▸ **Entries from a point annotation set**

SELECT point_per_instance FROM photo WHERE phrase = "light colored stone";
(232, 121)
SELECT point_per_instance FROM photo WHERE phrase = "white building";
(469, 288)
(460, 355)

▸ **Direction**
Pull out every line of the material above that contains the string "SELECT", matching case exactly.

▸ **Solved problem**
SELECT point_per_instance FROM photo WHERE phrase = "light colored stone";
SELECT point_per_instance FROM photo WHERE phrase = "white building";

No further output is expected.